Produce an exact copy of the lines from the line containing "TARGET: curled leaf" through the last line of the entries below, and only those lines.

==== EXERCISE DATA

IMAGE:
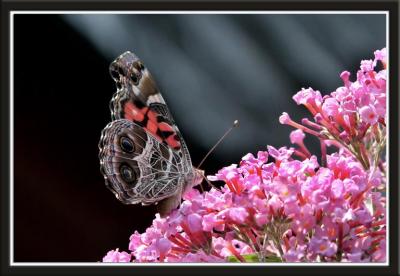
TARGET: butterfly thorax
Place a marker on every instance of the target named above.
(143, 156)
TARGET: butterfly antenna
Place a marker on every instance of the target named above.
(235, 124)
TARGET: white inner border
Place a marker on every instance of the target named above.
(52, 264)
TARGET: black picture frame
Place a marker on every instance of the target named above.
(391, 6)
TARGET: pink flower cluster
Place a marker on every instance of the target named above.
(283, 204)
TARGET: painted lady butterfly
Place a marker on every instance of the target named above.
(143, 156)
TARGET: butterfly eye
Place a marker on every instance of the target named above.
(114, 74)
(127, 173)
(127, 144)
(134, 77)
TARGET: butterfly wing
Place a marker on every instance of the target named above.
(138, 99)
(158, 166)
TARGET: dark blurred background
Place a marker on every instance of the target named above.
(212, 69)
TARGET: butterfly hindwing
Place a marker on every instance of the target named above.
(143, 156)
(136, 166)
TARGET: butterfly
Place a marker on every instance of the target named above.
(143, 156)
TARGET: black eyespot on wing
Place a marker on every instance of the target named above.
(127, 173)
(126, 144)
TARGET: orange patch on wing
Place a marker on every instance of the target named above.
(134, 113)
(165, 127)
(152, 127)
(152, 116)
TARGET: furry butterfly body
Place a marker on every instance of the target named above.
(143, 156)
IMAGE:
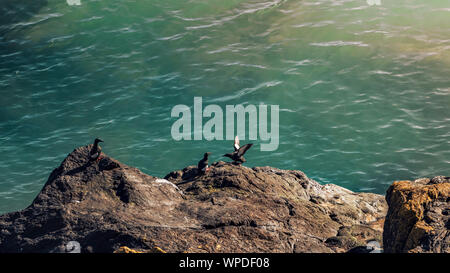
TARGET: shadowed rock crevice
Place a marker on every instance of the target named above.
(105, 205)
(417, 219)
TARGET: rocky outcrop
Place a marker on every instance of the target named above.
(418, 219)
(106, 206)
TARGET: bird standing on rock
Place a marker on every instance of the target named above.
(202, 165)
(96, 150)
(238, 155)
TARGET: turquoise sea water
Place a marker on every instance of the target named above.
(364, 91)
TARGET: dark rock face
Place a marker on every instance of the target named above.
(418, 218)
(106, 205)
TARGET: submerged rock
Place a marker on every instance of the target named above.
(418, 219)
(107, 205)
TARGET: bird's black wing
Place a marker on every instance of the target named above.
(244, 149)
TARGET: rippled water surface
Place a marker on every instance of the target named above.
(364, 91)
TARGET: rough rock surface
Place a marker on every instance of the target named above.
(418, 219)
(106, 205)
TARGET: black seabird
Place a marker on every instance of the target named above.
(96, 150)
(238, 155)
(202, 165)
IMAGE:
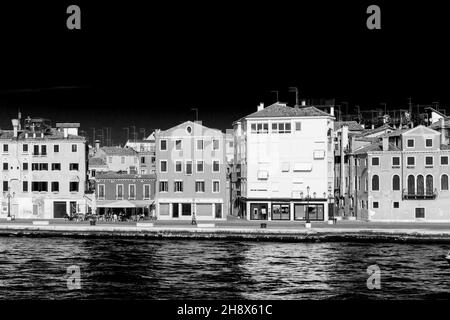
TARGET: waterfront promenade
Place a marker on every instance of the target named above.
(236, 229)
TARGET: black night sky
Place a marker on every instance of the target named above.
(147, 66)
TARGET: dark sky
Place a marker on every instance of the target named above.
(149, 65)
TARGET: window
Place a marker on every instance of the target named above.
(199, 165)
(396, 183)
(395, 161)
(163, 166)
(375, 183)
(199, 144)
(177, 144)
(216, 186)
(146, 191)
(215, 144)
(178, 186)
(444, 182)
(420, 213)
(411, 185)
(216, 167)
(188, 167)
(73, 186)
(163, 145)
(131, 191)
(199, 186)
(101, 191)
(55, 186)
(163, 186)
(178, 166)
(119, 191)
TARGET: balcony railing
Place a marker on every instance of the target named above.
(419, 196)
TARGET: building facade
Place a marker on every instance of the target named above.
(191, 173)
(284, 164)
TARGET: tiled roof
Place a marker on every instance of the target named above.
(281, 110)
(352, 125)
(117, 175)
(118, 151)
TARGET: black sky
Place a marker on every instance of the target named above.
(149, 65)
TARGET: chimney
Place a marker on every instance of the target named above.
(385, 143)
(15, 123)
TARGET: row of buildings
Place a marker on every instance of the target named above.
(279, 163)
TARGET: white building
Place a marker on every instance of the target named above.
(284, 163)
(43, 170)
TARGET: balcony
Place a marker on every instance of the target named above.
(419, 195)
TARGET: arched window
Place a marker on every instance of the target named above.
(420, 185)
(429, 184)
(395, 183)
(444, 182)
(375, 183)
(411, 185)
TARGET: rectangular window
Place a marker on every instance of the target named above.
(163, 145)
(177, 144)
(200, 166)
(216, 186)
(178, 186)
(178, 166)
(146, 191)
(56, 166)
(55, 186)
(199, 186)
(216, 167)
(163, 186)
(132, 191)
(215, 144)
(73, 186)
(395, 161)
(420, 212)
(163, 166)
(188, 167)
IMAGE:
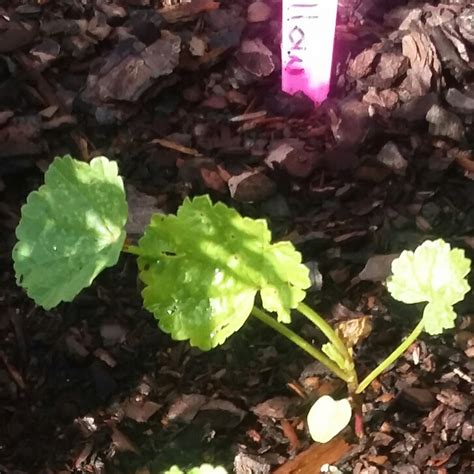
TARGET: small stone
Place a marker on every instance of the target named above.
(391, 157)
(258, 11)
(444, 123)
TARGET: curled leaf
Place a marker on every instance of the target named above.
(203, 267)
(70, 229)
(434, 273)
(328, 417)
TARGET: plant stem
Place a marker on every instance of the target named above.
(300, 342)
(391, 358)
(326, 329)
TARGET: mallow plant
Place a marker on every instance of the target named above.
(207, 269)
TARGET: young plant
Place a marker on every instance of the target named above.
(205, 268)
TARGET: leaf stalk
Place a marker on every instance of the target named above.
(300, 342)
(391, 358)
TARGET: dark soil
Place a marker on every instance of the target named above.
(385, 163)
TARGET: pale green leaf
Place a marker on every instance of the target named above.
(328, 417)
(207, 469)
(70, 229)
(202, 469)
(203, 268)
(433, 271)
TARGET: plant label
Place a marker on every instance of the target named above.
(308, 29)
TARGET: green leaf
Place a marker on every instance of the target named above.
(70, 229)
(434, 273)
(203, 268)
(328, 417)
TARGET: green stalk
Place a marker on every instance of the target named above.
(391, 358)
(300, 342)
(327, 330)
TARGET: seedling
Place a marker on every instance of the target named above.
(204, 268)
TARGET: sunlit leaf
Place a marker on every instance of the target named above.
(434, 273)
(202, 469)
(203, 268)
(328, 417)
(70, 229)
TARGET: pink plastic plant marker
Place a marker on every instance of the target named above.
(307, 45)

========

* RESPONSE BELOW *
TARGET: curled leaf
Place a marker on every instance of the target named above.
(203, 267)
(70, 229)
(434, 273)
(328, 417)
TARGET: plant stem
Place a marker on every instance of the target named above.
(300, 342)
(391, 358)
(326, 329)
TARGET: mallow plant
Place a marker on every instance of the target named above.
(207, 269)
TARGET: young plant
Place a marker on every instance of the target named above.
(205, 268)
TARGET: leaf stalk
Place a marker on every instance of the target named above.
(300, 342)
(391, 358)
TARGET: dark soil
Place a marker on every instance of the target named above.
(385, 163)
TARGET: pale green leaf
Place a marker on every instance of the target named above.
(328, 417)
(207, 469)
(70, 229)
(202, 469)
(203, 268)
(433, 271)
TARGET: plant label
Place a marker on every instance of the target named above.
(308, 29)
TARGET: green leaf
Place a marker on every instance of the target named above.
(70, 229)
(434, 273)
(203, 268)
(328, 417)
TARGET: green stalk
Place a marker on every instance of the target named above.
(391, 358)
(300, 342)
(327, 330)
TARGET: seedling
Place a marker on every instance of the target named above.
(204, 268)
TARGET: sunlit leaf
Place a marker on every instance of the target named above.
(434, 273)
(202, 469)
(203, 268)
(328, 417)
(70, 229)
TARGET: pink plastic plant marker
Place a marker on every instance of the target named above.
(307, 45)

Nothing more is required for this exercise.